== DOCUMENT TEXT ==
That one taste launched the importer on a feverish search for the standout wheel—a journey that would lead her 370 miles away to a hillside farm near the Catalan village of Moià, to meet cheesemaker Oriol Antúnez.

Antúnez lives on his family farm in Catalonia, where his parents, Pere Antúnez and Inmaculada Llonch, began raising goats in the mid-1980s and experimenting with cheesemaking in their kitchen. Eventually the couple built a small production facility in their old stone home, in a cavernous room carved into a hillside that once housed the cistern. Six years ago, the family moved production to a much larger, modern facility on the outskirts of Moiàl—and Oriol began expanding the product line, driven by a desire to experiment with new styles.

Oriol began buying buffalo milk in 2010 from an Italian farmer Lluís Mont, who had settled in the grassy Aiguamolls de l’Empordà Natural Park nearby. He developed the recipe for an unpressed pasteurized-milk wheel in 2011, which sprouted a blue-gray rind similar to that of traditional Catalan garrotxa as it aged four to five months. Due to its smoothness, or suau in Catalan, he named it Suau de Bufala.

== STATED EXERCISE 1 ==
In the passage about the Catalan cheesemaker, rewrite everything from "That one taste" down to "cheesemaker Oriol Antúnez.", substituting "buyer" for "importer".
== STATED EXERCISE 2 ==
Extend the passage about the Catalan cheesemaker, picking up after its final sentence.

== EXCERPTED DATA ==
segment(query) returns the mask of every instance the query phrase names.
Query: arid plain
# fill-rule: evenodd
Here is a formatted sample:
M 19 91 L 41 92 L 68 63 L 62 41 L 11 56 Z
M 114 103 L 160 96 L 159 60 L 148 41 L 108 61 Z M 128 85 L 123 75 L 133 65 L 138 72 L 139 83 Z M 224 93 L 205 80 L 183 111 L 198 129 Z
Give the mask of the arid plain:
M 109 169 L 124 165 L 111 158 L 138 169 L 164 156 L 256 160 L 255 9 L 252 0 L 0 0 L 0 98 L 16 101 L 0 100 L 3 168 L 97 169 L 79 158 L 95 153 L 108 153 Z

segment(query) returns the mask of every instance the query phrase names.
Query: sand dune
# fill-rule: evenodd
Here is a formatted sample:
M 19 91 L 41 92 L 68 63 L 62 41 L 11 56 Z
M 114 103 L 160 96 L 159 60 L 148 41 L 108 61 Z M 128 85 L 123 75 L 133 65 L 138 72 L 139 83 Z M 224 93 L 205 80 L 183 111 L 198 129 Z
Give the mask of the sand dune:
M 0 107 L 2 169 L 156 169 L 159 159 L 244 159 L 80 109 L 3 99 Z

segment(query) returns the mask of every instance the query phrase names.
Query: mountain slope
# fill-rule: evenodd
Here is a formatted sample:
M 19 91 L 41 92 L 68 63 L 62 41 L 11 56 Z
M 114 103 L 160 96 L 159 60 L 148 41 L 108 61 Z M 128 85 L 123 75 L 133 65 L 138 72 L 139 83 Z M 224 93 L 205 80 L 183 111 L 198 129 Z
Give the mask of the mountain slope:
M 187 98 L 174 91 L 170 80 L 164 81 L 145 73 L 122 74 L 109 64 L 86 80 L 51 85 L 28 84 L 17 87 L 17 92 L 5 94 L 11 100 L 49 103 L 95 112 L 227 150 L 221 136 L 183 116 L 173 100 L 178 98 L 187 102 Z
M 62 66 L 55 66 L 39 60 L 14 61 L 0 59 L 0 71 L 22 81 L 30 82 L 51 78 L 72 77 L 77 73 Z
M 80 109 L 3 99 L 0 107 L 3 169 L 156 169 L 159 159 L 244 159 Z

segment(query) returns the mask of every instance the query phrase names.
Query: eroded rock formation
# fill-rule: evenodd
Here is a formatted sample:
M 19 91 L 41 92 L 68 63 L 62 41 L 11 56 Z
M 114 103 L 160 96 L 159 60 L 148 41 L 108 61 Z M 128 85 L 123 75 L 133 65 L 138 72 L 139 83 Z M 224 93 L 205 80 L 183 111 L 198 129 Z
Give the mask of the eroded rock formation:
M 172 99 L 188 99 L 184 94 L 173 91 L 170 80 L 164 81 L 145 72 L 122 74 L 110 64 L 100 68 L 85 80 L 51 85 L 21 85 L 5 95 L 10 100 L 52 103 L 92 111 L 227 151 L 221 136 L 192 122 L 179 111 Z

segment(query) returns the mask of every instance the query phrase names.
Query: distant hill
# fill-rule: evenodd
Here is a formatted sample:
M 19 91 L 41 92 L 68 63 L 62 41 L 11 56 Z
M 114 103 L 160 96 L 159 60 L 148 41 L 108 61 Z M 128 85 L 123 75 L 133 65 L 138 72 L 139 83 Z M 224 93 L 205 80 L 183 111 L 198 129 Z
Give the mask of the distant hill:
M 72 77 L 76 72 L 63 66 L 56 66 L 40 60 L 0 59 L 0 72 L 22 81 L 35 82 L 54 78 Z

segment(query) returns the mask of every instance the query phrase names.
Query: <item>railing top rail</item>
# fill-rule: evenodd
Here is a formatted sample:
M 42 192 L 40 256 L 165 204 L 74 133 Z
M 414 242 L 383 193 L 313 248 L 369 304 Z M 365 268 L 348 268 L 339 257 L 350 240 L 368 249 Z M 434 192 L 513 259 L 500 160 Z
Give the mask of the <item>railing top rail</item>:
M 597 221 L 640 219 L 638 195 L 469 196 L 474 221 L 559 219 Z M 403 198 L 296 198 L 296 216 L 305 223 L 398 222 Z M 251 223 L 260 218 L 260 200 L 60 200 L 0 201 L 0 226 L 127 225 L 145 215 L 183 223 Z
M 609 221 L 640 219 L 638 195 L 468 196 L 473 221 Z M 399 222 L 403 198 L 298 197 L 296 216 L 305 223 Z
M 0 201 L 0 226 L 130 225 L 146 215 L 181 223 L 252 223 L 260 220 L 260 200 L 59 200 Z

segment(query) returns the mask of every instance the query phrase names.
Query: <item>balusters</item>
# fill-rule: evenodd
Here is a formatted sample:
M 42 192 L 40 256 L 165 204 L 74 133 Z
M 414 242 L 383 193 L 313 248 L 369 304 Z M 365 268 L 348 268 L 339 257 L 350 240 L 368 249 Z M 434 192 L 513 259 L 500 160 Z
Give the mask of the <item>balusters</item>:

== RIGHT ANSWER 1 ==
That one taste launched the buyer on a feverish search for the standout wheel—a journey that would lead her 370 miles away to a hillside farm near the Catalan village of Moià, to meet cheesemaker Oriol Antúnez.

== RIGHT ANSWER 2 ==
After Buster found Antúnez, she teamed up with the maker to adjust the recipe so that the cheese could withstand a transatlantic journey. Antúnez added an extra step to the recipe: Now he presses newly formed rounds to eliminate extra moisture, resulting in a drier, hardier cheese. He also increased wheel size from two to three pounds, which slows aging and preserves creaminess. Finally, sensing that “suau” isn’t the easiest word for Americans to pronounce, Buster renamed the cheese after its inventor.

Tasting Notes

Boasting a musty blue-gray rind surrounding a lovely cream line that encases a dense, bone-white paste, the wheel is absolutely striking. Initial aromas include unsalted butter, stone cellar, and pebbles pulled from a stream, while flavor builds slowly—lactic, yogurt-fresh, and slightly tangy, with hints of peas and edamame—then lingers.

Pairings

Seek out fruity, piquant, and acidic accompaniments to balance Oriol de Montbrú’s milky voluptuousness: Spanish quince paste (membrillo), sweet-tart blood-orange preserves, and strawberry-balsamic compote all fit the bill. Off the cheese plate, “there are really cool things you can do with Oriol,” Buster says. “It’s wonderful shaved into a salad, or you can bread it and fry it—I’ve even seen chefs make ice cream with it.”